• [REQUIRED ACTIONS]
A: Answer these from the article on Cobb County's Cobblestone Golf Course:
(i) How much bond debt did Cobblestone have?
(ii) How many acres of land and water is the course built on?
(iii) What is Eddie Canon's position?
B: Write the next few paragraphs of the article on Cobb County's Cobblestone Golf Course, picking up after its final paragraph.

• [SELECTION]
╭──

Once unable to pay its debts, Cobb’s Cobblestone Golf Course is now repaying its multi-million tab to taxpayers and is an example of how government can make public golf courses work, officials say.
About two years ago Cobb, like other metro cities and counties, wanted out of the golf business. The county was cash-strapped because of declining home values and the course was generating less money because fewer rounds were being played. Cobblestone had a $2.13 million bond debt and had to borrow money from the county’s general fund to pay a portion of the debt, resulting in an additional $1.9 million owed to the county.
But the county couldn’t sell the Acworth course because it was built on 910 acres of land and water leased from the Army Corps of Engineers. And privatizing the course would make it tougher for the county to recoup the millions owed by Cobblestone. So, Cobb opted to invest in Cobblestone, paying off the bond debt, upgrading the greens and giving Cobblestone’s private management more control over operations.
“Sometimes you have to look at doing business the normal county way and sometimes you have to look at other ways to do things,” said Eddie Canon, director of parks for Cobb County. “This turned out to be a better way for Cobb County, but its also a way other courses could look at for future.”

╰──

• [PROVIDED INFORMATION]
╭──

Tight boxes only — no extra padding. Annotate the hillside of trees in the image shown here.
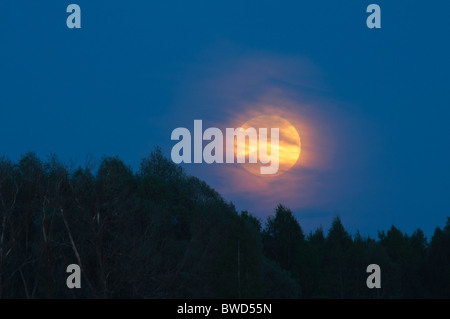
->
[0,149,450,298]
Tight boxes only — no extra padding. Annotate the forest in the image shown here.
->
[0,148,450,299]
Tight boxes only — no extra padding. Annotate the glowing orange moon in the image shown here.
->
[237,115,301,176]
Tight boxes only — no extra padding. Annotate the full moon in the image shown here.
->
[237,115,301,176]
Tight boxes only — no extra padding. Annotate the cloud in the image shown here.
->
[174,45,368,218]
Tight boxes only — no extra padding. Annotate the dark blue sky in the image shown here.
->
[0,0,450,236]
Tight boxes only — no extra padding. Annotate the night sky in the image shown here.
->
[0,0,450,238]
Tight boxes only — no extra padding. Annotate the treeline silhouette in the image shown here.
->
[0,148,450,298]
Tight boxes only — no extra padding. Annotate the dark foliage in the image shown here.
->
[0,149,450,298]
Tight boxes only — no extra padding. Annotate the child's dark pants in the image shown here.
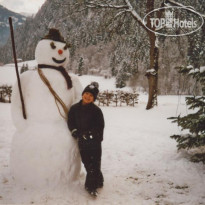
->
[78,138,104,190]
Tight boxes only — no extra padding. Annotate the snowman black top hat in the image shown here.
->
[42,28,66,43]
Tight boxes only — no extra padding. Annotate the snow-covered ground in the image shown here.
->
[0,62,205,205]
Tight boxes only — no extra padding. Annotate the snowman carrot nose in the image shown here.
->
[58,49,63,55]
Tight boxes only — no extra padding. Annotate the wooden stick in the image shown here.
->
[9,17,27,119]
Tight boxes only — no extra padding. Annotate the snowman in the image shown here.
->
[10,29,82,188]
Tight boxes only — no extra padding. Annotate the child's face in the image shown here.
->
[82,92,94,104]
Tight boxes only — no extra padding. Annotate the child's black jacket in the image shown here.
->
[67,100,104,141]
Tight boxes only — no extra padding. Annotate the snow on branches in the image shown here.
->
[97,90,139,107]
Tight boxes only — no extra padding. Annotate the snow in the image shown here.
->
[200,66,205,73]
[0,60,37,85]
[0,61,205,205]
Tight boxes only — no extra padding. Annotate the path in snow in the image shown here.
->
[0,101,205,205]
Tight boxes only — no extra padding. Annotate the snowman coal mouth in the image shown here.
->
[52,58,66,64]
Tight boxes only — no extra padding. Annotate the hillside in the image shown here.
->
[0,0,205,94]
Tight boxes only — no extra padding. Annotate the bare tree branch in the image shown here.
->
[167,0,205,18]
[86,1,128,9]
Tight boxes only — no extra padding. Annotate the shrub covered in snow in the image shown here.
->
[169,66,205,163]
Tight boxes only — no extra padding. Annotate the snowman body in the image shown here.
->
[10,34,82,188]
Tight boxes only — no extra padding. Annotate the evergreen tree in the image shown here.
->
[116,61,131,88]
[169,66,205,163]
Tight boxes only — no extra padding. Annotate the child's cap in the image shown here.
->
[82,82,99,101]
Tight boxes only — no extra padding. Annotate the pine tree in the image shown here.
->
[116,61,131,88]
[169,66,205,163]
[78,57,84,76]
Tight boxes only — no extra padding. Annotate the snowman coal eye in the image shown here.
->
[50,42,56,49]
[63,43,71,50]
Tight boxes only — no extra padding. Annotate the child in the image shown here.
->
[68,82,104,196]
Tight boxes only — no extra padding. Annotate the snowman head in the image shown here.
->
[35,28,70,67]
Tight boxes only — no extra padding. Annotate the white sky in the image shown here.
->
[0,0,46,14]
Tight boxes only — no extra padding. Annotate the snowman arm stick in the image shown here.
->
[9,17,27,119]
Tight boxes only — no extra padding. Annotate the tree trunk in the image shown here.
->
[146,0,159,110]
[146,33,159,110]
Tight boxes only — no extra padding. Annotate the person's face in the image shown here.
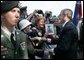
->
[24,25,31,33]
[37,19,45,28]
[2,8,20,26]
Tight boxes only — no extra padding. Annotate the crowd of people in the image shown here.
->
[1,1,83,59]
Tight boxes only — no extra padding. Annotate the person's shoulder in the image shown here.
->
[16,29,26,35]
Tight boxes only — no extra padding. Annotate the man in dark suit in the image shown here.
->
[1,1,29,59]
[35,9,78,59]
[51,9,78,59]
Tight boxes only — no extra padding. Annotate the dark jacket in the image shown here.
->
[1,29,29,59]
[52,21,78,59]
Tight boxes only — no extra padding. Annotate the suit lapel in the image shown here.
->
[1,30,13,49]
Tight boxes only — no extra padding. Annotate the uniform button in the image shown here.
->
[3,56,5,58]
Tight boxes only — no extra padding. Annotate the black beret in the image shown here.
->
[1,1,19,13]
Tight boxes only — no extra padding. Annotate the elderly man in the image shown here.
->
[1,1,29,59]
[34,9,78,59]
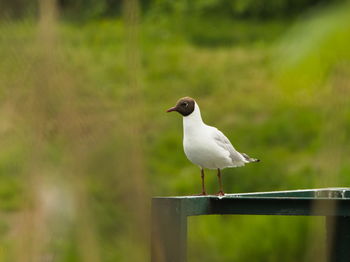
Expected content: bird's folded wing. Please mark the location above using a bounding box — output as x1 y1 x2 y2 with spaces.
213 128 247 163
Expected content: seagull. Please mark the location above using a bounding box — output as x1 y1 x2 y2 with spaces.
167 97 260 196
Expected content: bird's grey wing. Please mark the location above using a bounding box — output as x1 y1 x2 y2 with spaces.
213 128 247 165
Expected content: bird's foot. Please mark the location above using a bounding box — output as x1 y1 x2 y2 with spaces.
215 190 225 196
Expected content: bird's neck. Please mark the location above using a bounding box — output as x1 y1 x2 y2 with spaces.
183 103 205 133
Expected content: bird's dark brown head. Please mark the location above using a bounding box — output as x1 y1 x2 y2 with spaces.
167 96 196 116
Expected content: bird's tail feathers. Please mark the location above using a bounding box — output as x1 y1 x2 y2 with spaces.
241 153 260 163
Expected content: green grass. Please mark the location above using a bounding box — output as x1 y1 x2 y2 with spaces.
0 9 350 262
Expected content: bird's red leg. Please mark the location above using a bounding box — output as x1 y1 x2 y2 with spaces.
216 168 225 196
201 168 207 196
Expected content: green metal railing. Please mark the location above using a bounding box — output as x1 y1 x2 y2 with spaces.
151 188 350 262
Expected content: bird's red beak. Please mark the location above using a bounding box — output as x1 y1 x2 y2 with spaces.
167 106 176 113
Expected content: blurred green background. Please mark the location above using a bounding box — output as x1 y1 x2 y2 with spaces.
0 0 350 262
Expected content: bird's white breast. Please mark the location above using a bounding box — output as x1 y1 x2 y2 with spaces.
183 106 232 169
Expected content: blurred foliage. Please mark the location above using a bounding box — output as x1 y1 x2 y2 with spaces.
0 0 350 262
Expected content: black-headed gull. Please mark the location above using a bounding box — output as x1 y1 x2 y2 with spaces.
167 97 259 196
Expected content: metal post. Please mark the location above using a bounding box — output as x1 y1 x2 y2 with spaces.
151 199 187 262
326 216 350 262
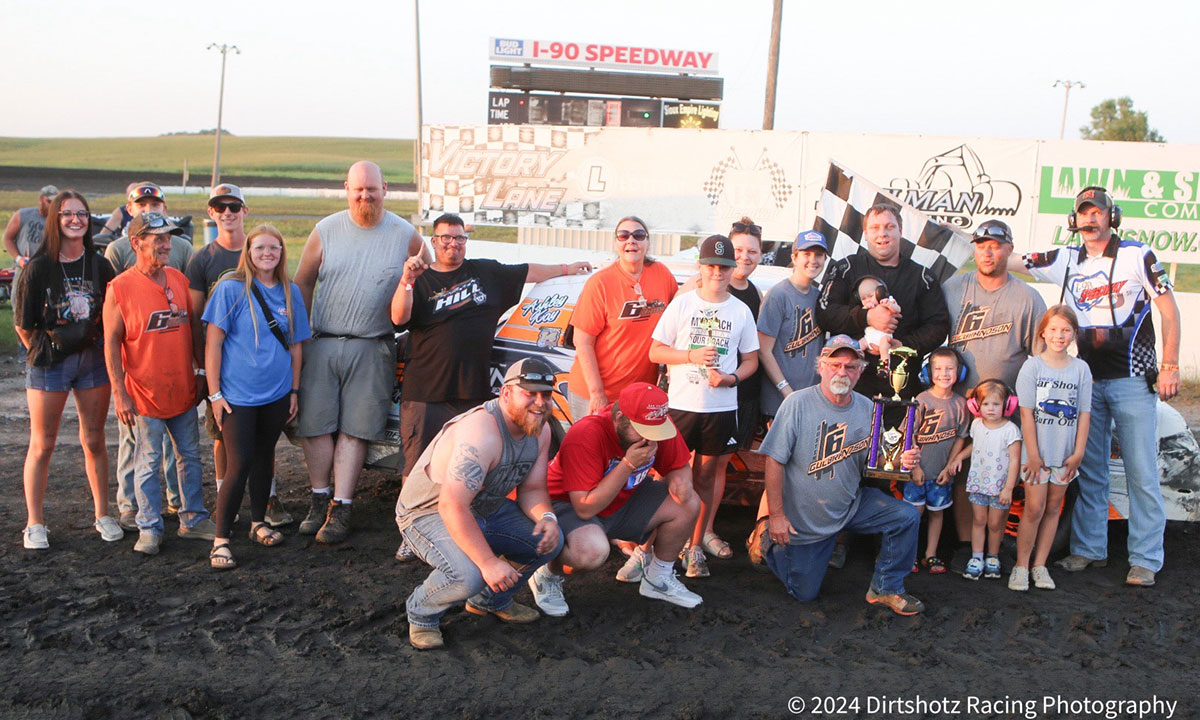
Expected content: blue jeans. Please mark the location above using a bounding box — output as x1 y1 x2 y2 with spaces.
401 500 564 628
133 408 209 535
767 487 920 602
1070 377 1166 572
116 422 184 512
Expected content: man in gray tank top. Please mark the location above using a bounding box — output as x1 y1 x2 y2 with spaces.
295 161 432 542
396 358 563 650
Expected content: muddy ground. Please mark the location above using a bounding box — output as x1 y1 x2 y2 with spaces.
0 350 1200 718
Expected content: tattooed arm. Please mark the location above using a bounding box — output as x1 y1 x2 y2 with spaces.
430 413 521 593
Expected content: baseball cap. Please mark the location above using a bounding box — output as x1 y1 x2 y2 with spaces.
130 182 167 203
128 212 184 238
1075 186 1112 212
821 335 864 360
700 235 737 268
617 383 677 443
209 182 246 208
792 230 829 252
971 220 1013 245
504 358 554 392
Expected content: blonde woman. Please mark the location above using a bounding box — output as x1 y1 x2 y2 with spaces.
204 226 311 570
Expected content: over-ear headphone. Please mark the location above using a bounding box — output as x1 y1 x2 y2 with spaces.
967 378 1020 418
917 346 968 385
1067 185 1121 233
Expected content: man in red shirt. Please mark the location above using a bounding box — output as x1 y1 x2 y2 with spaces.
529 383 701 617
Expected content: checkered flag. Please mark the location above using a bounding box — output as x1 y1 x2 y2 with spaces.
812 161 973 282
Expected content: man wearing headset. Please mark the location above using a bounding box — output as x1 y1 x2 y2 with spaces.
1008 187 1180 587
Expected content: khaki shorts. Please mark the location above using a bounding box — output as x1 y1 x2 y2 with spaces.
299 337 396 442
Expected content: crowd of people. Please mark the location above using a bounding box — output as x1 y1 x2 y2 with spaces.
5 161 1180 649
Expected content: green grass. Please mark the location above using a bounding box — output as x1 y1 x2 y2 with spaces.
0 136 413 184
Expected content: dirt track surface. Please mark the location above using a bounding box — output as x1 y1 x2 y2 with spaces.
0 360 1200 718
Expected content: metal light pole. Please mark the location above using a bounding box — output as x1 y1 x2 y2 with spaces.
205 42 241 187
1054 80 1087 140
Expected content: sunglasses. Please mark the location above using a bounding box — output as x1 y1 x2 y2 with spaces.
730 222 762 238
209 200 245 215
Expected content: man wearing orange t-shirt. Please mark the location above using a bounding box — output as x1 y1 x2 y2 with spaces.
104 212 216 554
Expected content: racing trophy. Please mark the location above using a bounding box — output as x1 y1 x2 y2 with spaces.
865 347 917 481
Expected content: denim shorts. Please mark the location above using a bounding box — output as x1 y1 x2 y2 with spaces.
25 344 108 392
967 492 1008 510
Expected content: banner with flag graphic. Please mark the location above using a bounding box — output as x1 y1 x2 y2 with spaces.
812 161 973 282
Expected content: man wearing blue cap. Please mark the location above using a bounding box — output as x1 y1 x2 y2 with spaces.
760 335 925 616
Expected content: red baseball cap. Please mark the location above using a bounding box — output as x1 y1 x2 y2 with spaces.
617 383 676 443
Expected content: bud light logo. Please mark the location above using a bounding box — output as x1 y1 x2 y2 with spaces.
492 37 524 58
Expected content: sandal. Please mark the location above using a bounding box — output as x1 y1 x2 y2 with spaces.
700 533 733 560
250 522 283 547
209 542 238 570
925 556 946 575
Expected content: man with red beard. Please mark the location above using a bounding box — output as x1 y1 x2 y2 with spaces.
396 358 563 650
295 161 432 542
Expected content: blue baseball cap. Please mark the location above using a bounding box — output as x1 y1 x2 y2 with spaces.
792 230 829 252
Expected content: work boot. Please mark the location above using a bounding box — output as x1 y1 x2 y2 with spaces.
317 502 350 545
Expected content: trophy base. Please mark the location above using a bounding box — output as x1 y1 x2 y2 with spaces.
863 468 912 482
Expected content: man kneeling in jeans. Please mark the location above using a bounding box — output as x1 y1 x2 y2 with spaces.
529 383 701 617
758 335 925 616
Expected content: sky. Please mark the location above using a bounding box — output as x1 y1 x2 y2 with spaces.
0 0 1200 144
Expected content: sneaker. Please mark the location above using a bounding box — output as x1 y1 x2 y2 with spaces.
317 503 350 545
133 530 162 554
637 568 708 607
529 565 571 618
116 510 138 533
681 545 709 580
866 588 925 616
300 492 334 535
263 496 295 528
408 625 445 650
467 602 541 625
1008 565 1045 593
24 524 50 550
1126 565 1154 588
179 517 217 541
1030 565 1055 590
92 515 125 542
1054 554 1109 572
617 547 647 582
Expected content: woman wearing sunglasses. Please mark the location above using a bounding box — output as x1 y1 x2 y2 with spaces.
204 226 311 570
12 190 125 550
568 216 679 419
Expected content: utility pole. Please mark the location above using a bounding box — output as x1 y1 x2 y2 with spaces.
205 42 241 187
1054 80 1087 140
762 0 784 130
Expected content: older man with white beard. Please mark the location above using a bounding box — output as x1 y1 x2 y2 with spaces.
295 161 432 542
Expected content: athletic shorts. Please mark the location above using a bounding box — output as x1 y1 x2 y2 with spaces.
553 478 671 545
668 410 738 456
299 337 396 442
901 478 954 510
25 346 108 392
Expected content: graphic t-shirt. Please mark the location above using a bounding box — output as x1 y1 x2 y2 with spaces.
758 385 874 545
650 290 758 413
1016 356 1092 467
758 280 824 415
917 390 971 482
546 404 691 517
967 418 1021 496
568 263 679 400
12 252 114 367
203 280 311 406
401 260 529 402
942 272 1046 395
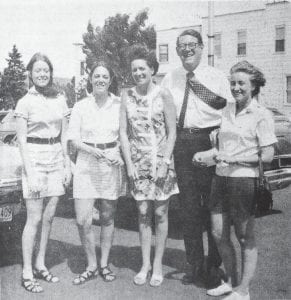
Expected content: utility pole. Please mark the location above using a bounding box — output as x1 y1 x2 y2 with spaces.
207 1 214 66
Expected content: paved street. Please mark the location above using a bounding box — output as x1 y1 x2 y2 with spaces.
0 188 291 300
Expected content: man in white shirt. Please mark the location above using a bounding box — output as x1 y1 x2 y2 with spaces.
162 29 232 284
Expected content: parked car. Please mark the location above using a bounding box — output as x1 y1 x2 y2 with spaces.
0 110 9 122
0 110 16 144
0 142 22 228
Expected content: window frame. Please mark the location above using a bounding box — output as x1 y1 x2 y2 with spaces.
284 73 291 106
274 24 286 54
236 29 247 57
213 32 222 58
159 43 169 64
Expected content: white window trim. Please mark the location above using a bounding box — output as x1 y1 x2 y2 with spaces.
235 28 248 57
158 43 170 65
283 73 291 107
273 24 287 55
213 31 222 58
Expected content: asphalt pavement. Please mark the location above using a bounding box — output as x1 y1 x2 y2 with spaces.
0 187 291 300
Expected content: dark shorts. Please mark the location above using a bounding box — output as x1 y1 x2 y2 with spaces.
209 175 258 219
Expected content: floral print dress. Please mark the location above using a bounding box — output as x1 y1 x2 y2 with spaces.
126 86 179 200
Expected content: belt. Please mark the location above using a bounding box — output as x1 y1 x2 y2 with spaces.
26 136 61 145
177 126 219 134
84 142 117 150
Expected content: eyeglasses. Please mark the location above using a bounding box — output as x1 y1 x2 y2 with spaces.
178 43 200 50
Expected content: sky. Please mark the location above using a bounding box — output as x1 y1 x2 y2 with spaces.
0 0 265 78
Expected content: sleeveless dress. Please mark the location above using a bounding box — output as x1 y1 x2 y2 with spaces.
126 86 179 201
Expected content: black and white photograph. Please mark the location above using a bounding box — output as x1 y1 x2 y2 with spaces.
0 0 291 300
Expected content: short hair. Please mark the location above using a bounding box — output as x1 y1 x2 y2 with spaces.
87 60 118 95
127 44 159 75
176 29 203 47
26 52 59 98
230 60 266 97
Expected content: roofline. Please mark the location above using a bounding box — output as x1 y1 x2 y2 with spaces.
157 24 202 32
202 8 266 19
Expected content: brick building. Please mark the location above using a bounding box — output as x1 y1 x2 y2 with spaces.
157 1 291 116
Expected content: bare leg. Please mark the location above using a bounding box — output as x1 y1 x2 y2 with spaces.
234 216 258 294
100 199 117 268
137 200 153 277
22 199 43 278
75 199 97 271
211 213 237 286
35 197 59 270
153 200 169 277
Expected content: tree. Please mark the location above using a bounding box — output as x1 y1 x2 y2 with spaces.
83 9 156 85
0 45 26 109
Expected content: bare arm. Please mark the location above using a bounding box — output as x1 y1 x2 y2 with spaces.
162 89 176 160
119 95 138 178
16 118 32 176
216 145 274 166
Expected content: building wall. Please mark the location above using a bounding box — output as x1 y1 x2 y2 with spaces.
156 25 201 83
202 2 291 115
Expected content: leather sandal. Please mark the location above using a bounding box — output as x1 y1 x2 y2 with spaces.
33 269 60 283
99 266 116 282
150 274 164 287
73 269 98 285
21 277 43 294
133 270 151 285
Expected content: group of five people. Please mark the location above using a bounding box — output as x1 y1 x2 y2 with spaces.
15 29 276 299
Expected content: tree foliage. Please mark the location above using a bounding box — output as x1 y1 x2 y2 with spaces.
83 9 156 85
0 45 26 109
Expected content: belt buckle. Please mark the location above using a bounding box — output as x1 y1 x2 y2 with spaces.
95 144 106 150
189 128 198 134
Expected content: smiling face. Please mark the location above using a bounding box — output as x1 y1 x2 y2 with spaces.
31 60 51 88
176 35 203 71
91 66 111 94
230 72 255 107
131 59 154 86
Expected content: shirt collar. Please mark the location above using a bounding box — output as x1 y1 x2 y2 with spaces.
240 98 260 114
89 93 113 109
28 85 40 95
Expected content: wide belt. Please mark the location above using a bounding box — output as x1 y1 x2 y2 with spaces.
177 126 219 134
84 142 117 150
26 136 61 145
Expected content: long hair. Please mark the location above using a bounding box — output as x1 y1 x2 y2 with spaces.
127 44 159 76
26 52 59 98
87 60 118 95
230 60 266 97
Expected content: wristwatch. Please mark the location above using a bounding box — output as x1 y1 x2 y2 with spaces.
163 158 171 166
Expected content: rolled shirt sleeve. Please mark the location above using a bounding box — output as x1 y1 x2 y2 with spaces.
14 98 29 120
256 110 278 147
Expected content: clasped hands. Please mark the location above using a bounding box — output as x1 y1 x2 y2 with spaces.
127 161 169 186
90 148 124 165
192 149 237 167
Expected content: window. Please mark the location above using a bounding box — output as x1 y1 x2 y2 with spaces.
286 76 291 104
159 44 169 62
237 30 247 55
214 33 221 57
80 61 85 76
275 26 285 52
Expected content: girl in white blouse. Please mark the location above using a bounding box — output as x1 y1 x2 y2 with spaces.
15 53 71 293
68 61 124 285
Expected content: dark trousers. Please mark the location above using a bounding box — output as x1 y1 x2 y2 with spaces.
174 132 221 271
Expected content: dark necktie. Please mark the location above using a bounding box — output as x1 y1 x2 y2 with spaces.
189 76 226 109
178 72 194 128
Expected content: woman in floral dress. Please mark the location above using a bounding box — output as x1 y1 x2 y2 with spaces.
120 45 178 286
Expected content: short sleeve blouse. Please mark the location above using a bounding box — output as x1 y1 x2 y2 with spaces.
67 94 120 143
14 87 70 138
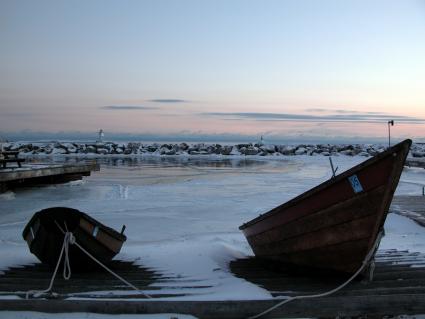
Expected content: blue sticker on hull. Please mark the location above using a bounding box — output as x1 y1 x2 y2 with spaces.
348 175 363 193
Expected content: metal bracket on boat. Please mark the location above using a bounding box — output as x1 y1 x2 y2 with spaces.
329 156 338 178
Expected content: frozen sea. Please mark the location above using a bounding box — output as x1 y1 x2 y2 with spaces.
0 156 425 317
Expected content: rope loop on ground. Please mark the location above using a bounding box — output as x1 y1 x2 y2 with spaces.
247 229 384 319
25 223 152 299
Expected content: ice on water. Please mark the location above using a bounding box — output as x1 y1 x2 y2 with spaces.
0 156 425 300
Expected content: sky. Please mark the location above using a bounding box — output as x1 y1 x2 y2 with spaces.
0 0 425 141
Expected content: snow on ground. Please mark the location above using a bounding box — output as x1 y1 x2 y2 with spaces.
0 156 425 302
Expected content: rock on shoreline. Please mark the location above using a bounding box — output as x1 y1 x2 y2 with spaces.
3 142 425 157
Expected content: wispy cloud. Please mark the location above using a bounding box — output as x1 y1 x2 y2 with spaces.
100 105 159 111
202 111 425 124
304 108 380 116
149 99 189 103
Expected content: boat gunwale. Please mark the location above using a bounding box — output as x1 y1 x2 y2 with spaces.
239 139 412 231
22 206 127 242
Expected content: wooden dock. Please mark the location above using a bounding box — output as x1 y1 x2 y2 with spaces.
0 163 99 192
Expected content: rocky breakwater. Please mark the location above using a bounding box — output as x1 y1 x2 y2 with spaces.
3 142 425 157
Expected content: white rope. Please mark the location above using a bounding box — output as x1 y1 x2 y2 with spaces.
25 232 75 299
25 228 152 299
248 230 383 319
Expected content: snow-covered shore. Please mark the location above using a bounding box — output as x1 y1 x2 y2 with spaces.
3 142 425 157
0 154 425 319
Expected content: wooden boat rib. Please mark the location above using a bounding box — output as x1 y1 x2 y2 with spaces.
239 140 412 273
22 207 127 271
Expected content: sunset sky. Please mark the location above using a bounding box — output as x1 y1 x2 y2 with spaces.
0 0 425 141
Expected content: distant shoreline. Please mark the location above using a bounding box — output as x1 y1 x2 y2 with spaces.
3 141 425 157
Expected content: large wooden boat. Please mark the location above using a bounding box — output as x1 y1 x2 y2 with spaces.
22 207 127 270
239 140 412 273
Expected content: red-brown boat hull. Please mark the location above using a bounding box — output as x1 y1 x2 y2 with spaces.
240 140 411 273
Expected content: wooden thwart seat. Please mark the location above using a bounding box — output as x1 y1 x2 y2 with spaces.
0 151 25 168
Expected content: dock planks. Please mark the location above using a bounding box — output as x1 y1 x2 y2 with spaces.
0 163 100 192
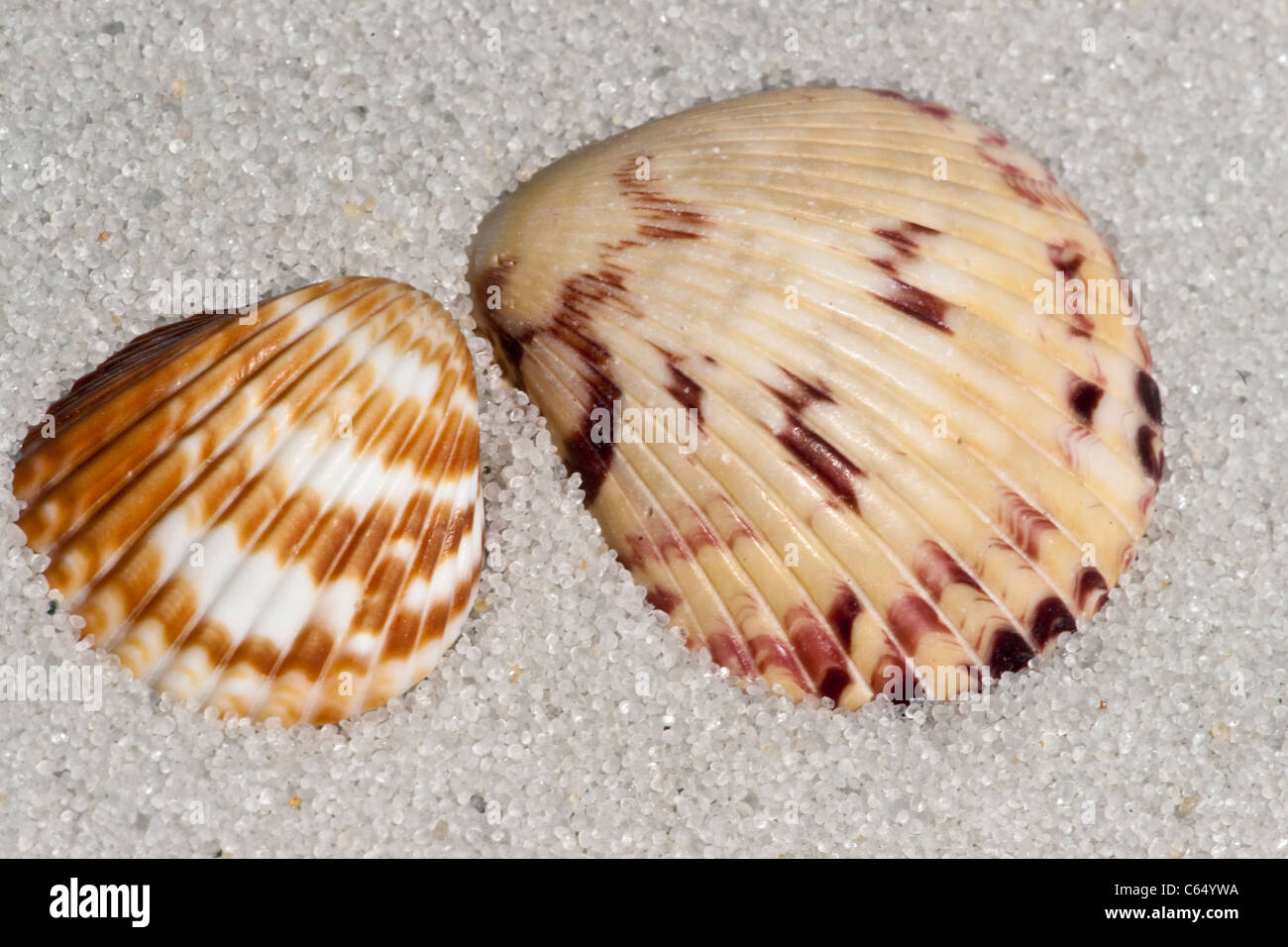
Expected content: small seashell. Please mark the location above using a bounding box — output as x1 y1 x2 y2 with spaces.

╰──

• [ANSWERS TO THE TASKS]
A:
(i) $2.13 million
(ii) 910 acres
(iii) Director of parks for Cobb County

B:
Over the last couple of years, several metro counties and cities looked into selling public golf courses with no success. At the same time, taxpayer advocates have held firm the belief governments have no place owing or operating golf courses.
In August 2010, Gwinnett County found itself back in the golf game a decade after selling its 18-hole Collins Hill Golf Club to a special public agency created to take over the course. That agency couldn’t pay for the course or pay its loans, so the county took over the course again, along with $1.8 million in debt.
In 2011, Gwinnett awarded a bid to a private golf management firm to run Collins Hill and keep up with improvements for $6,365 per month. The course saw a spike in rounds from 23,790 in 2011 to 27,420 in 2012, but unlike some other counties, Gwinnett doesn’t keep any of the revenue from the Collins Hill course.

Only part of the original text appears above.